== Document ==
════════════════

J'ai des tas de blessures, anciennes ou plus récentes, qui en ce moment semblent se raviver un peu toutes en même temps. Ça prend la forme de pensées qui tournent et retournent dans ma tête, qui font comme des boules dans mon ventre et des nœuds dans ma gorge. Ce sont de tout petits maux qui à force de revenir, à force de résonner en boucle, deviennent lourds, pénibles, angoissants. Ça pèse, ça fait mal, ça me prend mon énergie. Il y a des douleurs et il y a des colères, il y a des sentiments d'injustice, de culpabilité, des non-dits.
Parmi les plus récentes, il y a monsieur le juge qui me demande si je veux vraiment que les enfants aillent chez leur père trois week-ends sur quatre, parce que quand même, c'est sympa d'avoir aussi des week-ends avec ses enfants. Je n'ai rien su dire sur le moment, à part "oui, je suis sûre", mais cela revient encore et encore dans ma tête accompagné de tout ce que j'aurais voulu exprimer : qu'en fait j'aurais voulu une garde partagée, une semaine sur deux, si le papa n'était pas allé vivre dans une autre ville, que trois week-ends par mois c'est le minimum qu'il puisse faire, que toute la charge mentale était déjà sur moi, les courses d'école, les rendez-vous chez le médecin, les soirs de semaine où je vis l'enfer en essayant de les coucher pas trop tard, les chaussures à racheter quand les anciennes sont défoncées, les K-ways perdus à tenter de retrouver, les repas à préparer qui ne conviennent jamais, que j'aime beaucoup mes enfants mais que passer du temps avec eux est rarement une sinécure, et d'abord, monsieur le juge, pourquoi vous ne demandez pas plutôt au papa s'il n'aimerait pas les avoir un peu plus souvent ?

════════════════

== Étiquettes des points d'objet ==
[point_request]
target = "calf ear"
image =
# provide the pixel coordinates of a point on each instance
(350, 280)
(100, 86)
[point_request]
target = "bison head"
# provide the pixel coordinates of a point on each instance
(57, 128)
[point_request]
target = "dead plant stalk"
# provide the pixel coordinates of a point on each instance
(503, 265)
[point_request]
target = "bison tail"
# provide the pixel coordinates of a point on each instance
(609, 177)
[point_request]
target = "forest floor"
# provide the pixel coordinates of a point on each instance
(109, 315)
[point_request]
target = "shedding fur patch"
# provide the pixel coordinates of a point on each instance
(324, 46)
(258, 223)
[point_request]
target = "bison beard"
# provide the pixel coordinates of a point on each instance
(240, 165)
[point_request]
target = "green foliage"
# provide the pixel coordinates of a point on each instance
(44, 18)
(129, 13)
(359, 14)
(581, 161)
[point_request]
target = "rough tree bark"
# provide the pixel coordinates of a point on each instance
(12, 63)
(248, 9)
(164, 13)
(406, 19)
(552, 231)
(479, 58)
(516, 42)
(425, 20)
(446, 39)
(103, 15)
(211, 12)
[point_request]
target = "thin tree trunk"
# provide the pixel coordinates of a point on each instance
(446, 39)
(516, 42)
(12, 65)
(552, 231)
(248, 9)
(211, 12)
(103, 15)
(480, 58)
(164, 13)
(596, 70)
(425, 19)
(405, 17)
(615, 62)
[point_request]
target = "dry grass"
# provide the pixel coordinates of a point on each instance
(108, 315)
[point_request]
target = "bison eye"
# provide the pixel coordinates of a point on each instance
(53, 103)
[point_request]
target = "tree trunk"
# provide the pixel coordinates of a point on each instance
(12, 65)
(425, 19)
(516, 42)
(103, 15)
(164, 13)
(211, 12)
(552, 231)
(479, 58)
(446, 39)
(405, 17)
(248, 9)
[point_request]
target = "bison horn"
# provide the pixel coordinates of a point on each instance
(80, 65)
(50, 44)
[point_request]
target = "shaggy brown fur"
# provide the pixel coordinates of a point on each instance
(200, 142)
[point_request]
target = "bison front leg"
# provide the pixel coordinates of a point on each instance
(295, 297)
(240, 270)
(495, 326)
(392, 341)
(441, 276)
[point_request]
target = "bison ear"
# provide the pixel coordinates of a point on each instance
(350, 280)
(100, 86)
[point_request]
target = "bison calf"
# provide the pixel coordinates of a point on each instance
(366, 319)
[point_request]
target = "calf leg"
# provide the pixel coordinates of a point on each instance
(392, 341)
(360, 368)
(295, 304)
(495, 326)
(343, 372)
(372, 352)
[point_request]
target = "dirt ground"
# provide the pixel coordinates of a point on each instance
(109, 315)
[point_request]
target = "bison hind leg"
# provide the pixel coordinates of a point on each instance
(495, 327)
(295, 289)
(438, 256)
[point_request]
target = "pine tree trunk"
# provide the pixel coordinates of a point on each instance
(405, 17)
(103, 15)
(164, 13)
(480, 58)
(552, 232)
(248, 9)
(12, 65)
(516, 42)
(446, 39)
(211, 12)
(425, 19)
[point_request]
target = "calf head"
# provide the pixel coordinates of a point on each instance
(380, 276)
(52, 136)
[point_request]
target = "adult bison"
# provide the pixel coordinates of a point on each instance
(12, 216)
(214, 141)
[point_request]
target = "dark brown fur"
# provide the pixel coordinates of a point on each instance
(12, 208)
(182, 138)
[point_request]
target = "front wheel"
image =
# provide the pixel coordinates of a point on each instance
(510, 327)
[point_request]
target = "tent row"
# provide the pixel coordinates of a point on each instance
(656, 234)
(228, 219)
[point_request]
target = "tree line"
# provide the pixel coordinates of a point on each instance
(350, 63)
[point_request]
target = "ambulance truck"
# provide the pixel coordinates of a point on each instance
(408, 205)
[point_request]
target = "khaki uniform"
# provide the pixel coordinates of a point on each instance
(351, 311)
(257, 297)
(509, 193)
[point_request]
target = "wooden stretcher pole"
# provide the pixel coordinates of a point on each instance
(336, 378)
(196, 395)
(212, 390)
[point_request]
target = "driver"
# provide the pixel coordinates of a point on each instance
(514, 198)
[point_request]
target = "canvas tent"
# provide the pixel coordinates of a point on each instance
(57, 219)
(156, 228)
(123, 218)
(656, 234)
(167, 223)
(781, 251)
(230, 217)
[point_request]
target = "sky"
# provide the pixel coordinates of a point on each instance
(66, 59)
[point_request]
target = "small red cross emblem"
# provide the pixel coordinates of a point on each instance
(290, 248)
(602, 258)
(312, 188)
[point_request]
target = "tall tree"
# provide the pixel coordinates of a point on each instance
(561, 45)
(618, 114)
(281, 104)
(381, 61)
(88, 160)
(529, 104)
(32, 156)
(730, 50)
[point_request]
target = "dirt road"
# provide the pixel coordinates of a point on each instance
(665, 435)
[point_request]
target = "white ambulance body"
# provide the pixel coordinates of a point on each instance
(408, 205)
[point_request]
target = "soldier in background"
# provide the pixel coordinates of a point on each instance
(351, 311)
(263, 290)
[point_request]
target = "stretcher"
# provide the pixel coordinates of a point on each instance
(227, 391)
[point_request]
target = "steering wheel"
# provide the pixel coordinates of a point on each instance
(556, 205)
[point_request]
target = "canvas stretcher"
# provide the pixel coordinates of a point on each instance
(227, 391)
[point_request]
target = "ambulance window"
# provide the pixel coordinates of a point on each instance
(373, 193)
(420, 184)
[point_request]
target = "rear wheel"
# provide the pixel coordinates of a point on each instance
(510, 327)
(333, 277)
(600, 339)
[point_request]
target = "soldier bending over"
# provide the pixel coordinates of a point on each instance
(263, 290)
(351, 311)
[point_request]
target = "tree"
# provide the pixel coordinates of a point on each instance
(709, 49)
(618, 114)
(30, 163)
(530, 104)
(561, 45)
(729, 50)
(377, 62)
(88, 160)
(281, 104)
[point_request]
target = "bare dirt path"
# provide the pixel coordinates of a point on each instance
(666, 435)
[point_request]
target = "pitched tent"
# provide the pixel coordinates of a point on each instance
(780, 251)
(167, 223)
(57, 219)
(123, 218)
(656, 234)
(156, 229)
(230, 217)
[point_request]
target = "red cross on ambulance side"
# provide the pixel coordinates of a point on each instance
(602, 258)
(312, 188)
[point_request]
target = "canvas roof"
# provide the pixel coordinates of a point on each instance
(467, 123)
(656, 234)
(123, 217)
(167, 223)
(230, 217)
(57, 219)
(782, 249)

════════════════

Recopiez à l'identique le passage du document qui va de « J'ai des tas » à « culpabilité, des non-dits. ».

J'ai des tas de blessures, anciennes ou plus récentes, qui en ce moment semblent se raviver un peu toutes en même temps. Ça prend la forme de pensées qui tournent et retournent dans ma tête, qui font comme des boules dans mon ventre et des nœuds dans ma gorge. Ce sont de tout petits maux qui à force de revenir, à force de résonner en boucle, deviennent lourds, pénibles, angoissants. Ça pèse, ça fait mal, ça me prend mon énergie. Il y a des douleurs et il y a des colères, il y a des sentiments d'injustice, de culpabilité, des non-dits.